» To be done: Pick out every line below that contains the word "door". Case counts, so only lines that match its capitalization qualify.

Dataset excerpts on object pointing
═══
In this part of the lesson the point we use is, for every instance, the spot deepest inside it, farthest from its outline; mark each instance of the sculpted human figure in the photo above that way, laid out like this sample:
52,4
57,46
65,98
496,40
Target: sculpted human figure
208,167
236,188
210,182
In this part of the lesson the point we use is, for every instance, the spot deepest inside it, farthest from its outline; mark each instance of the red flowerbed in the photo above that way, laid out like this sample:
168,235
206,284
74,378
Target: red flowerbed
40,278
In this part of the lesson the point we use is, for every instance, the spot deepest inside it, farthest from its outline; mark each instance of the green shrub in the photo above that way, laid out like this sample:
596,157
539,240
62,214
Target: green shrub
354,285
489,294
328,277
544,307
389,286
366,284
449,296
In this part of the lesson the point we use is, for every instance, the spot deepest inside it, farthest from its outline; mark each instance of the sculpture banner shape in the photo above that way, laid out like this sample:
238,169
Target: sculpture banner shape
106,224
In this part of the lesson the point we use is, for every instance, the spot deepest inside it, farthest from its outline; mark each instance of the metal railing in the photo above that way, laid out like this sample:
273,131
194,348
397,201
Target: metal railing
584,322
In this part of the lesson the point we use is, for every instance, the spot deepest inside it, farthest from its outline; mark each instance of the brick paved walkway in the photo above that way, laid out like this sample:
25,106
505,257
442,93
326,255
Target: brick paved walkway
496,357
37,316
═══
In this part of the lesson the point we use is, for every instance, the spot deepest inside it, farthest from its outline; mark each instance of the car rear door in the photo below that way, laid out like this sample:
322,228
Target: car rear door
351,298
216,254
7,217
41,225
═══
» Problem solution:
In this part of the lesson the point we use is, for every instance, the spot deepest inside it, farthest from its outline; mark each instance of the car rear door in the photo below that way, laid out like this sample:
Target: car rear door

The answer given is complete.